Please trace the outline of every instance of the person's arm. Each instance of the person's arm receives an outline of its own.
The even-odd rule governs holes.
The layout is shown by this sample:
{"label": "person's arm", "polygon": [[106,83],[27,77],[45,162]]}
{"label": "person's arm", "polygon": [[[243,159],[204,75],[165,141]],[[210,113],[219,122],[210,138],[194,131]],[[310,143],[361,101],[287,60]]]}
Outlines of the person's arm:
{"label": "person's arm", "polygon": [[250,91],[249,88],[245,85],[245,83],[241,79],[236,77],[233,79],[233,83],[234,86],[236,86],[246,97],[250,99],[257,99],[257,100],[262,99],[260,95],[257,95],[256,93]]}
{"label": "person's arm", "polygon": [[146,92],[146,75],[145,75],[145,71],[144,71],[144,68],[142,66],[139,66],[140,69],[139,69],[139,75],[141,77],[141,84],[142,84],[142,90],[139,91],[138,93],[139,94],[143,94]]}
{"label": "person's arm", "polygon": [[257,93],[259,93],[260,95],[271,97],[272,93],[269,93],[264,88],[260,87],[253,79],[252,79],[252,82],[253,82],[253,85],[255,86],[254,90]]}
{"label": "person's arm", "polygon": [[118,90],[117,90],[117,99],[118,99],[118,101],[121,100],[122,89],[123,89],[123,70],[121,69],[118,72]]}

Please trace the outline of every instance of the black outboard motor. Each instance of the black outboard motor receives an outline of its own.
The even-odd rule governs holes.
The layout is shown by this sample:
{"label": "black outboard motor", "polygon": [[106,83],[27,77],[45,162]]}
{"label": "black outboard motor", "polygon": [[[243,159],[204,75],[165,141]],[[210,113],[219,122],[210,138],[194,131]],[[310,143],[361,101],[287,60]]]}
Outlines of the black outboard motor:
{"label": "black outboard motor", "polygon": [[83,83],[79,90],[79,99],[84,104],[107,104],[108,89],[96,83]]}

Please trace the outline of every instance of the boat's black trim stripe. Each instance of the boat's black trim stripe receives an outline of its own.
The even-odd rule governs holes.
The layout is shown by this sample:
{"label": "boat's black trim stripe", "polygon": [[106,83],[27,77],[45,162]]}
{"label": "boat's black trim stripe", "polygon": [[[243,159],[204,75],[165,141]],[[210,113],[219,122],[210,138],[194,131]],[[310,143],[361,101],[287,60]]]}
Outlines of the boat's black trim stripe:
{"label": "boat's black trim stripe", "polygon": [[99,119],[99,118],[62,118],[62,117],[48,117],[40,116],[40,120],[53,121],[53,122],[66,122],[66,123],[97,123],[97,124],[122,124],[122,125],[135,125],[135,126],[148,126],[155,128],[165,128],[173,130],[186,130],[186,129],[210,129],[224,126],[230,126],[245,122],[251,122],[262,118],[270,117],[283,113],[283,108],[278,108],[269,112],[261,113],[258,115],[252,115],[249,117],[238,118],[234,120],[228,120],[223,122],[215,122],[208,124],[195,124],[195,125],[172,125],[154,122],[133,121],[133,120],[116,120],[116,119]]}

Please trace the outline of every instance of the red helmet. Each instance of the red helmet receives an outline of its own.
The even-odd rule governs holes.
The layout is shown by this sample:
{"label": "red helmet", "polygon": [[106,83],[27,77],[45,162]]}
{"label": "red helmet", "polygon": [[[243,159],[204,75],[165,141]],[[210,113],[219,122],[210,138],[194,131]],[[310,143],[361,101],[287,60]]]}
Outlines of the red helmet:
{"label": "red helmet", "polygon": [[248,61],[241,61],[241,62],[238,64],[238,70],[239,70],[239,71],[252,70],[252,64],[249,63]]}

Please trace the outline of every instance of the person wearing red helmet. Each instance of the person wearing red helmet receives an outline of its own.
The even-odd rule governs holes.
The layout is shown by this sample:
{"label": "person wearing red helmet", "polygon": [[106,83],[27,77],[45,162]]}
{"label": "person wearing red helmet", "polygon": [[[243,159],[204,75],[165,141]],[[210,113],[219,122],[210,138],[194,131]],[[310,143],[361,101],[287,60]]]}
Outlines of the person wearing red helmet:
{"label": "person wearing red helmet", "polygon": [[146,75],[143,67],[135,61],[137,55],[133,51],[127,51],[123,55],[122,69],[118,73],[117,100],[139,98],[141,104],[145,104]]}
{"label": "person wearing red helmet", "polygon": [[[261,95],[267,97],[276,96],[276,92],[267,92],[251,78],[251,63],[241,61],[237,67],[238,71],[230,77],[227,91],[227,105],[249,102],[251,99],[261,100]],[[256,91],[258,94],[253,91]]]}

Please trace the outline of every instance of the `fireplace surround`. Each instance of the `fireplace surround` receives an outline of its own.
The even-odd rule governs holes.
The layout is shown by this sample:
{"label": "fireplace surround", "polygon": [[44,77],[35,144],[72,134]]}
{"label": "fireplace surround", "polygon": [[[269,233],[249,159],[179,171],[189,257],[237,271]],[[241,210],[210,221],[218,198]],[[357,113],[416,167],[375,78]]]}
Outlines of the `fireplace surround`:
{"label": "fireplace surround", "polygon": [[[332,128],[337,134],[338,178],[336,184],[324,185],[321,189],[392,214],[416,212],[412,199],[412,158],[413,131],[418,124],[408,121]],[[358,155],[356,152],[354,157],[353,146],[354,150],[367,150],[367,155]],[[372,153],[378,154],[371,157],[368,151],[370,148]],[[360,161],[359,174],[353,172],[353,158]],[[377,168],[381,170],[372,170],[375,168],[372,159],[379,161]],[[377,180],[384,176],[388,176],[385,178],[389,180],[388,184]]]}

---

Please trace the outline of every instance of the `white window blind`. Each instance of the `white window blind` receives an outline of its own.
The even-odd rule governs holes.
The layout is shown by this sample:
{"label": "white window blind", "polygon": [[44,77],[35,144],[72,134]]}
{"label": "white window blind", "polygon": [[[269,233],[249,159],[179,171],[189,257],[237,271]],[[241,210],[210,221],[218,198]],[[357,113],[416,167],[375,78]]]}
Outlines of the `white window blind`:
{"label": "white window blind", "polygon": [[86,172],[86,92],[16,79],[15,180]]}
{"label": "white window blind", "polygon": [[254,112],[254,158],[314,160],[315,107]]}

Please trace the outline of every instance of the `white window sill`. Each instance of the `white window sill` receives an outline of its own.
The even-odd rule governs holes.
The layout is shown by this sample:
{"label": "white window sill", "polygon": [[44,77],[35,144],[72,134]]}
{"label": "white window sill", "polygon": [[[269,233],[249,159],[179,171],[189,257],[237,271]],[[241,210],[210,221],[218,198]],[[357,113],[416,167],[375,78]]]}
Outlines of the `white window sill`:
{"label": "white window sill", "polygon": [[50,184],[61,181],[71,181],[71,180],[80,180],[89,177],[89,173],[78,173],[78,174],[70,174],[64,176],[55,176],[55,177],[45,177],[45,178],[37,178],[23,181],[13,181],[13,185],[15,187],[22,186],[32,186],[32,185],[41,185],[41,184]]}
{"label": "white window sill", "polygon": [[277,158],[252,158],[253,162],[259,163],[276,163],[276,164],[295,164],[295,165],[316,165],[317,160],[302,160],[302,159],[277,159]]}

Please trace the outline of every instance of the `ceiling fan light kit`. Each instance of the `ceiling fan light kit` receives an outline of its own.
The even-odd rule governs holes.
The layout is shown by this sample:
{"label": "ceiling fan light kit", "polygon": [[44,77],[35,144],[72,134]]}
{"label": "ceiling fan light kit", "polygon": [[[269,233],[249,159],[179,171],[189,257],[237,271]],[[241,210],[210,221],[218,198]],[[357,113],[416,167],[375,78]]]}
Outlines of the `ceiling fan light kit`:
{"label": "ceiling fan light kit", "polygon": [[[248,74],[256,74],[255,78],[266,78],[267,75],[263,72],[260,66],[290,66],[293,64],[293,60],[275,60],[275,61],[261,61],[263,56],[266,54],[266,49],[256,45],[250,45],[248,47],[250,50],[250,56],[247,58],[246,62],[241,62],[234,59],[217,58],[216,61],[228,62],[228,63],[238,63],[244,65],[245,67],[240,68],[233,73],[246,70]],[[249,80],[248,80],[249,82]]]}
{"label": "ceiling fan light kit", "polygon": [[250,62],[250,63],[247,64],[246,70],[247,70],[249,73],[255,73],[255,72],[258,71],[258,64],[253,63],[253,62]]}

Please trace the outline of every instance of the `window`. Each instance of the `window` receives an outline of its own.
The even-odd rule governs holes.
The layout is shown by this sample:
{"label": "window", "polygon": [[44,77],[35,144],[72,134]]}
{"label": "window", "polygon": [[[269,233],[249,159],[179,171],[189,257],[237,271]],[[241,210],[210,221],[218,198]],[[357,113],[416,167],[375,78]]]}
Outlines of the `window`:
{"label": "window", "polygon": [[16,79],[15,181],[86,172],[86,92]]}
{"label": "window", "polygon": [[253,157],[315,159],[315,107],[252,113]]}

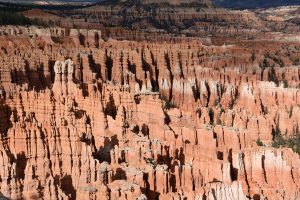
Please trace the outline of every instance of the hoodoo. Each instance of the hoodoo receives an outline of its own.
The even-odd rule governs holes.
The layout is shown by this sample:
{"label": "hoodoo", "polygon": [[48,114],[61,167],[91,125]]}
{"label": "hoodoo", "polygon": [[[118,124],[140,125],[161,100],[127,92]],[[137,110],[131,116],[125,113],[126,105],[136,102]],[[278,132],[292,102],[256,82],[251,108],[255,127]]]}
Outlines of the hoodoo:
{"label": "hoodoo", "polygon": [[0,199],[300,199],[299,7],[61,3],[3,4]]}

---

# Problem to work on
Nothing is wanted except the number of lines in the entries above that include the word "every".

# Task result
11